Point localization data
::::::::::

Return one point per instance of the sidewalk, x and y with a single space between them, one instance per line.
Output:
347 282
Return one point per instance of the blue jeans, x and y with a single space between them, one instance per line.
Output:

::::::::::

* What is being asked: Work out how many lines of the records contain the word "them", and give only that number.

* Result of the task: 2